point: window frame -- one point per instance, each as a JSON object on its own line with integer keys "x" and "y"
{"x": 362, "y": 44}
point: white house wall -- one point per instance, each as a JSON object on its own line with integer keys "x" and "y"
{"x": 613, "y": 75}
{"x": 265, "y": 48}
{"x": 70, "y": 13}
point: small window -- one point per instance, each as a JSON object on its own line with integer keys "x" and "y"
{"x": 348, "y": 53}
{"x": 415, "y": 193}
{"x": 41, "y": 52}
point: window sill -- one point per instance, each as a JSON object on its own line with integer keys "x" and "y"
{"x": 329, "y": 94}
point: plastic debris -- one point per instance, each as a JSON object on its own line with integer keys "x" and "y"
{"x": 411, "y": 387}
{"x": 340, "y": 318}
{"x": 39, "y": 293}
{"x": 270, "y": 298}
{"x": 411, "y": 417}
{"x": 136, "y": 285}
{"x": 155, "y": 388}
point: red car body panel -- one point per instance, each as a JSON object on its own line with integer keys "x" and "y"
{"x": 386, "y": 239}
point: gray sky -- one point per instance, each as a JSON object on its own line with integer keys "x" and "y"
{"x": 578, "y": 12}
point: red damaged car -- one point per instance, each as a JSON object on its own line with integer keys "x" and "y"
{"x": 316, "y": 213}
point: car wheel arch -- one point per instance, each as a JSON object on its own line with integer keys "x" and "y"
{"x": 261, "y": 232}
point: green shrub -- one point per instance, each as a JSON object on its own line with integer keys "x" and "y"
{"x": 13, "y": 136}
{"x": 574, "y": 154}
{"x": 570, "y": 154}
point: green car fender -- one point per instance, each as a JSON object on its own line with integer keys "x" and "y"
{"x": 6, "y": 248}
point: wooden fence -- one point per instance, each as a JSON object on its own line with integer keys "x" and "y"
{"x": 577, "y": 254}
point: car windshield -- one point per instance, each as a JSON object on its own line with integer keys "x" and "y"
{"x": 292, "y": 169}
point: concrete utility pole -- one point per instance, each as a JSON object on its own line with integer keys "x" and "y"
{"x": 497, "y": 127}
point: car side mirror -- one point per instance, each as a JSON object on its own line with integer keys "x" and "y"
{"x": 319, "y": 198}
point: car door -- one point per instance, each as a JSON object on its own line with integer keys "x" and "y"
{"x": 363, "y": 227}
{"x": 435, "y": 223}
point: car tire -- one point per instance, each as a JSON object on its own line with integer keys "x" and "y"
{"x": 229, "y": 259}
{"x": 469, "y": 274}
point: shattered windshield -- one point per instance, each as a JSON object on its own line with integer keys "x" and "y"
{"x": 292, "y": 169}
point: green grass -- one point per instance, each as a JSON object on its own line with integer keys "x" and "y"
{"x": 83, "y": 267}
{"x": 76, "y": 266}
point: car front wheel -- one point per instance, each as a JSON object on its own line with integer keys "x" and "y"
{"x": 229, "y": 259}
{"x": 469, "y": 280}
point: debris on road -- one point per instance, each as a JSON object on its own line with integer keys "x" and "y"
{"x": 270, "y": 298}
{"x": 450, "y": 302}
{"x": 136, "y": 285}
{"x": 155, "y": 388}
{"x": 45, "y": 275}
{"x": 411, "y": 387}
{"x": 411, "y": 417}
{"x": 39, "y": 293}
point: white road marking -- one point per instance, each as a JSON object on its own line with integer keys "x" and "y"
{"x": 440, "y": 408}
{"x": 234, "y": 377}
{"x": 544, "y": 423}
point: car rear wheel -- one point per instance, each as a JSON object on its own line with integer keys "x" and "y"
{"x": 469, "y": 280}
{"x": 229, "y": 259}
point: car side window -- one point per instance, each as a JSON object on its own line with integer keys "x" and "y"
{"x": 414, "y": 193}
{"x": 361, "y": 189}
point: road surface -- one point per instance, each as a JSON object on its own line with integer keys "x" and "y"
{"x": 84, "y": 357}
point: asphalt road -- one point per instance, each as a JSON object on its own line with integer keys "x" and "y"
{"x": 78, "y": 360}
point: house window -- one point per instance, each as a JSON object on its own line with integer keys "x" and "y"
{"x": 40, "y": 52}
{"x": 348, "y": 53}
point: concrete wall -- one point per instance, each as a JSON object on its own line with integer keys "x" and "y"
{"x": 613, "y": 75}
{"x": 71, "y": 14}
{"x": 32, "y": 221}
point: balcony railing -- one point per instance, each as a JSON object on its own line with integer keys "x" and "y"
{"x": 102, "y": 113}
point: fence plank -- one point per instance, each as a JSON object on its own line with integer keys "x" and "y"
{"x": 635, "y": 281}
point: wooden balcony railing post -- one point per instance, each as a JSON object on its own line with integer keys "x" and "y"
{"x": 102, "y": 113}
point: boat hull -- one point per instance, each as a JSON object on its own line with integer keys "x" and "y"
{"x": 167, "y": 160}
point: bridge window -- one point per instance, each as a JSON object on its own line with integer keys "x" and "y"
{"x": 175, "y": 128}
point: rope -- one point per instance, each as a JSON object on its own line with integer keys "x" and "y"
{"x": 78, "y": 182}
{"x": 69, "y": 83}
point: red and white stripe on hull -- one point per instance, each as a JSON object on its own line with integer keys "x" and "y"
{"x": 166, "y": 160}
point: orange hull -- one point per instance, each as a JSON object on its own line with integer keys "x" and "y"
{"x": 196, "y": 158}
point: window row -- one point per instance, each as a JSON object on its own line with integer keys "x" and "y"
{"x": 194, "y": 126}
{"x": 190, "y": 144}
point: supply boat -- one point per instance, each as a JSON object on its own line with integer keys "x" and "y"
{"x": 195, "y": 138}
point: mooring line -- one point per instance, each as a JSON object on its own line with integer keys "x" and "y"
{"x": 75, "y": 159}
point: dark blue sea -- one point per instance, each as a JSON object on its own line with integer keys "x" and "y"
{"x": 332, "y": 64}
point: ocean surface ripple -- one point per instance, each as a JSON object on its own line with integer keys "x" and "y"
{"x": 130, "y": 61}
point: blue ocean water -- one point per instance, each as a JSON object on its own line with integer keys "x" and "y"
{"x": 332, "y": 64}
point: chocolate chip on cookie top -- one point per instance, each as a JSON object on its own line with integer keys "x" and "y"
============
§ **What to produce**
Everything in the material should be repeated exactly as written.

§ **Solution**
point: window frame -- one point per instance, each as a JSON object on its own line with integer keys "x" and "y"
{"x": 362, "y": 44}
point: white house wall -- one point per instance, each as a JSON object on its own line with integer keys "x" and "y"
{"x": 613, "y": 75}
{"x": 265, "y": 48}
{"x": 70, "y": 13}
point: small window -- one point per instance, each as a JSON object on its own line with integer keys "x" and "y"
{"x": 348, "y": 53}
{"x": 415, "y": 193}
{"x": 41, "y": 52}
point: window sill -- one point per instance, each as a JSON object on its own line with integer keys "x" and "y"
{"x": 329, "y": 94}
point: plastic debris -- one point per instance, each as a JSON object on its own line with integer keys "x" and "y"
{"x": 411, "y": 387}
{"x": 340, "y": 318}
{"x": 39, "y": 293}
{"x": 270, "y": 298}
{"x": 411, "y": 417}
{"x": 136, "y": 285}
{"x": 155, "y": 388}
point: red car body panel -- one point per instance, each as a JSON object on its own line with integer keys "x" and "y"
{"x": 386, "y": 239}
point: gray sky -- one point per instance, each as a JSON object on its own line with integer keys "x" and "y"
{"x": 578, "y": 12}
point: red damaged car -- one point per instance, each as a JSON object on its own line with integer keys "x" and "y"
{"x": 316, "y": 213}
point: car wheel arch -- one point per instance, each as a JSON object on its own line with integer keys "x" and "y"
{"x": 261, "y": 232}
point: green shrub -- one point per instance, each as a JSON object on its own line with integer keys "x" and "y"
{"x": 13, "y": 136}
{"x": 574, "y": 154}
{"x": 570, "y": 154}
point: green car fender -- one point per instance, each as a JSON object on its own line with integer keys "x" and "y"
{"x": 6, "y": 248}
point: wooden fence -- one point per instance, each as a JSON object on its own line with integer keys "x" and "y"
{"x": 577, "y": 254}
point: car windshield -- one point per instance, each as a JSON object on its own line with integer keys "x" and "y"
{"x": 292, "y": 169}
point: concrete utility pole -- one point per instance, each as a JSON object on its own line with integer keys "x" and "y"
{"x": 497, "y": 127}
point: car side mirror -- one point per instance, each as a JSON object on its own line with integer keys "x" and "y"
{"x": 319, "y": 198}
point: car door -- one point per instance, each as a JSON object on its own line with integer keys "x" and "y"
{"x": 363, "y": 227}
{"x": 435, "y": 223}
point: car tire -- one point per instance, each as a JSON object on its own line with integer keys "x" and "y"
{"x": 229, "y": 259}
{"x": 469, "y": 274}
point: shattered windshield -- one point per instance, each as a JSON object on its own line with integer keys "x" and "y"
{"x": 292, "y": 169}
point: green grass -- one point per instance, each as a JSON object on its own line with integer keys "x" and "y"
{"x": 83, "y": 267}
{"x": 76, "y": 266}
point: car front wheel -- one point per instance, each as a JSON object on its own line with integer keys "x" and "y"
{"x": 229, "y": 259}
{"x": 469, "y": 280}
point: debris on road -- one point per instance, each as a JSON object on its own line with integer keys "x" and "y"
{"x": 270, "y": 298}
{"x": 450, "y": 302}
{"x": 136, "y": 285}
{"x": 155, "y": 388}
{"x": 45, "y": 275}
{"x": 411, "y": 387}
{"x": 411, "y": 417}
{"x": 39, "y": 293}
point: white road marking -- one point per instance, each as a JSON object on its own line with integer keys "x" and "y"
{"x": 440, "y": 408}
{"x": 234, "y": 377}
{"x": 544, "y": 423}
point: car rear wheel -- one point per instance, each as a JSON object on its own line with integer keys "x" and "y"
{"x": 469, "y": 280}
{"x": 229, "y": 259}
point: car side window -- one point per instance, each as a JSON object on its own line with integer keys "x" and "y"
{"x": 414, "y": 193}
{"x": 361, "y": 189}
point: road surface -- one point per instance, each as a JSON object on its own line with integer keys "x" and "y"
{"x": 84, "y": 357}
point: asphalt road -- one point per instance, each as a JSON object on its own line with integer keys "x" and "y"
{"x": 78, "y": 360}
point: house window -- one point per instance, each as a JSON object on its own line with integer keys "x" and "y"
{"x": 40, "y": 52}
{"x": 348, "y": 53}
point: concrete wall -- one point per instance, each as a JSON object on its own line with integer keys "x" and "y"
{"x": 613, "y": 75}
{"x": 71, "y": 14}
{"x": 32, "y": 221}
point: balcony railing -- one point per instance, each as a JSON object on its own line with integer keys "x" and "y"
{"x": 102, "y": 113}
point: fence plank -- one point per instance, each as a JSON object on its own line with integer keys "x" and "y"
{"x": 635, "y": 281}
point: wooden balcony railing post -- one point per instance, each as a JSON object on its own line with integer keys "x" and "y"
{"x": 102, "y": 113}
point: boat hull -- one point per instance, each as a JSON object on its own line with integer keys "x" and "y"
{"x": 167, "y": 160}
point: bridge window -- one point per instance, each as a JSON object on its own line with integer keys "x" and "y"
{"x": 175, "y": 128}
point: rope -- one point per instance, each as a JSON object on its own line with integer keys "x" and "y"
{"x": 78, "y": 182}
{"x": 69, "y": 83}
point: red and white stripe on hull -- one point per instance, each as a JSON object on its own line with integer keys "x" and "y"
{"x": 166, "y": 160}
point: orange hull -- one point per instance, each as a JSON object on its own line with integer keys "x" and "y"
{"x": 196, "y": 158}
point: window row -- one point per instance, each as a JSON object on its own line with integer keys "x" and "y"
{"x": 194, "y": 126}
{"x": 190, "y": 144}
point: supply boat -- one point per instance, each as a JSON object on its own line with integer keys "x" and "y"
{"x": 195, "y": 138}
point: mooring line -- one point per instance, each as a JSON object on its own line with integer keys "x" and "y"
{"x": 75, "y": 159}
point: dark blue sea -- one point per instance, each as a JSON object on its own line with integer keys "x" and "y"
{"x": 332, "y": 64}
point: ocean surface ripple -- one point per instance, each as a JSON object on its own line with integer keys "x" and "y"
{"x": 130, "y": 61}
point: blue ocean water -- one point per instance, each as a JSON object on its own line with integer keys "x" and "y"
{"x": 332, "y": 64}
point: chocolate chip on cookie top -- one point per instance, each as a JSON object on its own line with integer keys "x" and "y"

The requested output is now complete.